**Exercise directions:**
Count the lines of the material below that contain the word "crowd". Reply with the number alone.
--------
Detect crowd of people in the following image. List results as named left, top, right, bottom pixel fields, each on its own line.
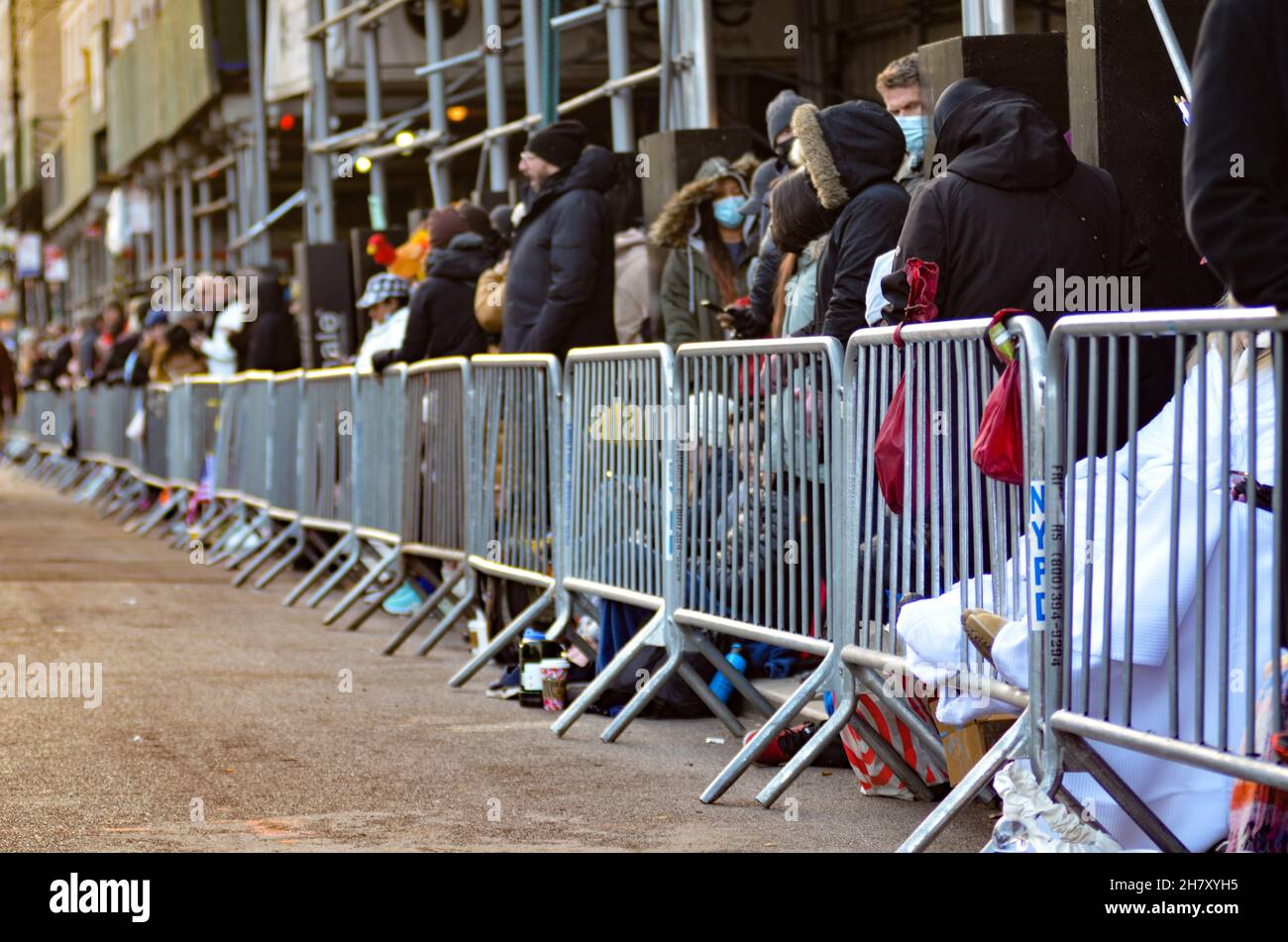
left=2, top=0, right=1288, bottom=849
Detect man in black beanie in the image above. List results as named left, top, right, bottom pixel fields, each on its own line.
left=501, top=115, right=617, bottom=358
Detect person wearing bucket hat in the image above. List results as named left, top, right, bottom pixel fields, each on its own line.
left=649, top=154, right=756, bottom=346
left=501, top=115, right=617, bottom=357
left=355, top=271, right=411, bottom=373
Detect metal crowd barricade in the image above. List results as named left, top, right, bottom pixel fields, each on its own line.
left=383, top=357, right=478, bottom=654
left=1035, top=309, right=1288, bottom=851
left=448, top=354, right=570, bottom=687
left=143, top=382, right=171, bottom=487
left=551, top=344, right=772, bottom=743
left=625, top=339, right=844, bottom=801
left=282, top=366, right=362, bottom=609
left=233, top=369, right=306, bottom=588
left=207, top=370, right=273, bottom=569
left=322, top=363, right=407, bottom=631
left=167, top=375, right=226, bottom=546
left=829, top=317, right=1046, bottom=851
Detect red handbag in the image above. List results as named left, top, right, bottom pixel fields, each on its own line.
left=970, top=308, right=1025, bottom=483
left=872, top=259, right=939, bottom=513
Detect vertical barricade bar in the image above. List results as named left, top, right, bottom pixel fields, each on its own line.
left=448, top=354, right=561, bottom=687
left=1039, top=309, right=1288, bottom=851
left=383, top=357, right=484, bottom=654
left=322, top=363, right=407, bottom=631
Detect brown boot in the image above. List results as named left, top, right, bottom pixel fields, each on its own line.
left=962, top=609, right=1010, bottom=664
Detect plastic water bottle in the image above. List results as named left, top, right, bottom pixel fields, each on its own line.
left=711, top=641, right=747, bottom=702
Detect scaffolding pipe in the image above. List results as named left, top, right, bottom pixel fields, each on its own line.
left=984, top=0, right=1015, bottom=36
left=246, top=0, right=271, bottom=263
left=599, top=0, right=635, bottom=154
left=481, top=0, right=510, bottom=193
left=1149, top=0, right=1194, bottom=100
left=523, top=0, right=541, bottom=121
left=179, top=161, right=197, bottom=269
left=362, top=23, right=389, bottom=228
left=541, top=0, right=559, bottom=125
left=303, top=0, right=337, bottom=244
left=425, top=3, right=452, bottom=206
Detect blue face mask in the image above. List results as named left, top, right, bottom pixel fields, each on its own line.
left=896, top=115, right=926, bottom=166
left=711, top=197, right=747, bottom=229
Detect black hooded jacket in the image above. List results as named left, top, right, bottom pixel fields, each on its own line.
left=793, top=102, right=909, bottom=344
left=371, top=232, right=496, bottom=371
left=246, top=271, right=300, bottom=371
left=501, top=146, right=617, bottom=358
left=1185, top=0, right=1288, bottom=310
left=881, top=89, right=1150, bottom=330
--------
**Solution:**
2